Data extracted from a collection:
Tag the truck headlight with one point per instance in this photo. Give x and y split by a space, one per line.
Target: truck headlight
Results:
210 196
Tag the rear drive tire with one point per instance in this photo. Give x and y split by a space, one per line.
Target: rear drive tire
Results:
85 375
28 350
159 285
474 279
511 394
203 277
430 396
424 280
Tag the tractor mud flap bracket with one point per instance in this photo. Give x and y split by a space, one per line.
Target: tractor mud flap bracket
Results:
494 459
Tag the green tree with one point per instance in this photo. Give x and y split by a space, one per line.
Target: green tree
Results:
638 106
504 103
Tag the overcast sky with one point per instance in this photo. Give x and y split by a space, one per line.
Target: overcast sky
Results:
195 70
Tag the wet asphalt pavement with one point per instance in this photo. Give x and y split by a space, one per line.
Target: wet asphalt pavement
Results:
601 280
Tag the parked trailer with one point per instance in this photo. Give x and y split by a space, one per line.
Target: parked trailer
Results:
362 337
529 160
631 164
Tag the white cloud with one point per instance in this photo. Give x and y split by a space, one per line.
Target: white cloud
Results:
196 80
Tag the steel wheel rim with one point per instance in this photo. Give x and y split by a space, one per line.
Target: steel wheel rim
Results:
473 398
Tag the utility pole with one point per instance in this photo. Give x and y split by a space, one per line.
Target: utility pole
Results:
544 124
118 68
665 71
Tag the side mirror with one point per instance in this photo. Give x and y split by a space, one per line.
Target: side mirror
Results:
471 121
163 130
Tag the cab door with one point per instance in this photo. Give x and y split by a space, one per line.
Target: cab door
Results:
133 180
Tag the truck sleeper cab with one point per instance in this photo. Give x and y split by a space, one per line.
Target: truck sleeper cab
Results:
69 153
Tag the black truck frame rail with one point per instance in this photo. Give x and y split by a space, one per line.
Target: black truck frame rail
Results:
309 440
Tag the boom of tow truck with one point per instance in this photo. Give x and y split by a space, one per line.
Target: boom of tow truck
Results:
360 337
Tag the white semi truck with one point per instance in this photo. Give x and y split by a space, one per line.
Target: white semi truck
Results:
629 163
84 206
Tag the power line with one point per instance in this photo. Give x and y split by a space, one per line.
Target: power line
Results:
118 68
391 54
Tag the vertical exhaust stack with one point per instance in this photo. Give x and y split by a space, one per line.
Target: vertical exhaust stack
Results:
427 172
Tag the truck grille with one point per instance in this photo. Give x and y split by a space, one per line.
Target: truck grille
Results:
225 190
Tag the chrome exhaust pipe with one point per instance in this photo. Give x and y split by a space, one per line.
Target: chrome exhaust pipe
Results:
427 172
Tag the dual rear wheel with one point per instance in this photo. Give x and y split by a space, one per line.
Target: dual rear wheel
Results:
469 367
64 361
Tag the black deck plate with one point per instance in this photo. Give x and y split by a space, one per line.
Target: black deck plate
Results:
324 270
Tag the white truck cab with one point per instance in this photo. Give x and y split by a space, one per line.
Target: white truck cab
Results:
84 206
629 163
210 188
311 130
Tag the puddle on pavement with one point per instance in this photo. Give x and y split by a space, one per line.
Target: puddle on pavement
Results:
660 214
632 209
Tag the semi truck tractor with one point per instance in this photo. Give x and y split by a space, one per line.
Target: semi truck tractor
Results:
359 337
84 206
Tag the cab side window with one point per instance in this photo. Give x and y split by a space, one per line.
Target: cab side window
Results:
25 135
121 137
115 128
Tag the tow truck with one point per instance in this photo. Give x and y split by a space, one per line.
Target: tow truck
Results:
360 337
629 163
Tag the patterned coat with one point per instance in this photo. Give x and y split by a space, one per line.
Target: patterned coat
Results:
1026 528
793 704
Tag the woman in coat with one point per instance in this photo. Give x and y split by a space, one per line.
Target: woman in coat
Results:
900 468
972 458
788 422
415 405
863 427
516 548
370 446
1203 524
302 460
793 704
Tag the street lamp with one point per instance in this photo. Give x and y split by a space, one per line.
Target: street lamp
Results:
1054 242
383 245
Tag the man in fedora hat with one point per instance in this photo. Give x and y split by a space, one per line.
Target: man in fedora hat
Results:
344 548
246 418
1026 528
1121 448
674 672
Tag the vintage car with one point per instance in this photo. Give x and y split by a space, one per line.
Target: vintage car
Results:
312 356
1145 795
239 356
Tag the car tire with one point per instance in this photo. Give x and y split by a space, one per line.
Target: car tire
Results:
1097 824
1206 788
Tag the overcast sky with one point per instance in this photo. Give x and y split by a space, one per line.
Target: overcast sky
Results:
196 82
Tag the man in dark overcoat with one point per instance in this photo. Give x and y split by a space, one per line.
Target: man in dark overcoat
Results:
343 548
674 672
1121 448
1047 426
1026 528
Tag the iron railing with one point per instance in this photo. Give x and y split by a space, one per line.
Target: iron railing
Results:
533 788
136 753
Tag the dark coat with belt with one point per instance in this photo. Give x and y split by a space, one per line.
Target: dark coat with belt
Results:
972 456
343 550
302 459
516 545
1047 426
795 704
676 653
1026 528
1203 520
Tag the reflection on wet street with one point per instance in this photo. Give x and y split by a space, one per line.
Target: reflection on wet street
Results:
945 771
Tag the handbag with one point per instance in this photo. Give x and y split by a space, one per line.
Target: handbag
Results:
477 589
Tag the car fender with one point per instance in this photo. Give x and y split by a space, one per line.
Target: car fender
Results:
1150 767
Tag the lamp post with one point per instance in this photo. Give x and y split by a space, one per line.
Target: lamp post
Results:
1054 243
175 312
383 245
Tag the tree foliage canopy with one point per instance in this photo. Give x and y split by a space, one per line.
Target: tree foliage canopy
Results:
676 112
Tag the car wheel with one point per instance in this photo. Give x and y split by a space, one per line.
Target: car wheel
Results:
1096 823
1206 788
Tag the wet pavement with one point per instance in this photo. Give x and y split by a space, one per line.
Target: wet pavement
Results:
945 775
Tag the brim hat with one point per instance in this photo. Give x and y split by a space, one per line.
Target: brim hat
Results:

## WHAT YOU WILL DO
Your response must contain all of the records, copied exactly.

## OUTPUT BELOW
Tag the truck headlight with one point per instance in this photo. Give x and y split by a space, one per line.
Target: truck headlight
Results:
210 196
Tag the rear drive tire with one point per instance in this photo. Give x and y split by a space, one per line.
Target: rear drive tire
Results:
85 375
28 350
159 285
474 279
511 394
203 277
430 396
424 280
Tag the tractor mud flap bracket with one point per instance in this photo. Give x and y split by a space, one per line.
Target: tractor mud flap bracket
Results:
494 459
Tag the green tree with one point per instance in this photo. Give x and y split by a space, one per line.
Target: green tree
Results:
638 106
504 103
Tag the overcast sky with one point per instance in this photo. Give x and y split by a space, one per line.
Target: overcast sky
Results:
195 70
Tag the wet asphalt pavement with one point per instance in this photo. Give x and y split by a space, one per line.
Target: wet asphalt pavement
Results:
601 280
Tag the parked trailer with one point per instance in this photo. Give x and y split by a space, one per line.
Target: parked trailer
Results:
362 337
529 160
631 164
Tag the white cloud with one point per instance in this photo. Give x and y split by a space, one per line.
Target: white cloud
Results:
196 80
Tag the steel wheel rim with one point per instance in this photo. Give x and y split by a space, one per line.
Target: steel wheel rim
Results:
473 398
Tag the utility pole with one point per instance in this photo. Give x and y split by a space, one per line.
Target: utility pole
Results:
544 124
118 68
665 71
Tag the side mirror with one point per instance in this photo. Give x and y split by a space, one per line.
Target: side mirror
Results:
471 121
163 130
Tag the cab door with one point per instance in this photo. Give x and y split by a space, one per line.
Target: cab door
Results:
133 180
Tag the truck sleeper cab with one point per instance in this photo. Give x and y split by a space, one per line.
Target: truck sleeper cab
Results:
69 153
Tag the black truck frame rail with one point per instance in this photo. Give x and y split by a space, one per line.
Target: black truck frame rail
Results:
309 440
Tag the boom of tow truck with one point per instance in this photo. Give x and y split by a space, one per line.
Target: boom of tow truck
Results:
360 337
Tag the white semi truck with one point per instance in this photo. Give x and y split by a space, one per line.
Target: white semi truck
Results:
629 163
84 206
Tag the power line with one point per instance in this photo. Give x and y split by a space, one per line.
Target: power line
Results:
118 68
391 54
Tag the vertical exhaust stack with one point per instance in this photo. Give x and y split by a space, one per line.
Target: vertical exhaust stack
Results:
427 172
Tag the truck grille with one point per instance in this photo. Give x and y split by a space, one per line.
Target: truck grille
Results:
225 190
Tag the chrome exhaust pipe with one point per instance in this photo. Give x and y split by a space, one per line.
Target: chrome exhaust pipe
Results:
427 172
Tag the dual rear wheel with one point per instance in this photo. Give x and y split by a space, one per line.
Target: dual rear wheel
Results:
469 367
64 361
Tag the black deck plate with one point per instance in this photo. Give x and y split by a space, one per line.
Target: black deck plate
Results:
324 270
Tag the white truck cab with one point per instance in this photo. Give x and y split by a space, one per line.
Target: white truck cab
Results:
84 206
629 163
210 188
311 130
Tag the puddle on pavement with one point per instance in this photo. Give x and y split by a space, one per line.
Target: puddle on pavement
Results:
660 214
632 209
Tag the semi truck tractor with one point per instance in this photo. Give x and y split by a space, one per line.
Target: semi truck tractor
Results:
359 337
84 206
Tag the cab side window with one point per instance in this photo. Give x and y split by a space, one per line.
Target: cab side window
Results:
25 135
121 137
115 128
Tag the tow truck with one point per instance in this photo. Give x and y split by a space, one per line.
Target: tow truck
Results:
360 337
629 163
Tag the patterned coat with one point per instance in this photo. Give x and y split by a space, one per line.
Target: patterned coat
Results:
1026 528
793 704
Tag the woman in coat with one point per instance in this photo. Give x and y split by a space, one per line.
Target: woman in coat
Results:
900 468
972 458
788 422
415 405
863 427
516 548
370 446
1203 524
302 460
793 704
Tag the street lamp with one point per instance in this photo. Give x and y split by a space, one per line.
Target: street lamp
Results:
1054 242
383 245
Tag the man in fedora hat with one point per instance in this photo. Give x and y split by a space, one per line.
Target: man in fedora hat
Results:
344 548
246 418
1026 528
1121 448
674 672
Tag the vintage car with one point per instance in this photo. Give x and y split by a space, one per line.
Target: vintage car
Results:
312 356
1145 795
239 356
Tag the car tire with one point per instance in this photo. Give x and y split by a space, one per line.
Target: car tire
Results:
1097 824
1206 788
Tag the overcast sky with one point per instance in this photo. Give x and y split by a space, one per line.
Target: overcast sky
Results:
196 82
Tag the man in dark overcoat with one point per instance in this photo. Give x and y split by a space, one per line.
Target: man in dark overcoat
Results:
343 548
674 672
1121 448
1047 426
1026 528
Tag the iron railing with one point per instance in this photo. Give x and y split by a space, one per line.
Target: iron railing
Results:
533 788
136 753
Tag the dark coat with belt with one point per instance in this photo. Give x and y split by a space, one per line.
Target: dark coat with belt
Results:
972 456
343 550
302 459
516 545
1047 426
795 704
676 653
1026 528
1203 520
Tag the reflection on wet street with one point per instance in this photo. Give x and y split by a space, one per line.
Target: reflection on wet street
Results:
945 771
Tag the handbag with one point per instance in this photo. Give x and y split by a space, one per line.
Target: handbag
Results:
477 589
Tag the car fender with one point per instance in this photo. Give x and y split by a space, one per line.
Target: car fender
Results:
1150 767
Tag the lamp post with one point per instance in this photo. Give x and y split by a space, one per line.
Target: lamp post
Results:
1054 243
175 312
383 245
Tag the tree foliage canopy with one point per instance in this photo. Give x and y split by a space, one per line.
Target: tree foliage canopy
Results:
676 112
Tag the car wheel with one point per instance in this photo. Give x and y split by a space, one per line.
Target: car wheel
Results:
1096 823
1206 788
Tag the wet pavement with one point per instance in this photo. Give x and y split by a space, one per line.
Target: wet pavement
Results:
945 775
Tag the brim hat with one point per instance in this photo. Give x and y split by a space, one per line.
Target: brim hat
Results:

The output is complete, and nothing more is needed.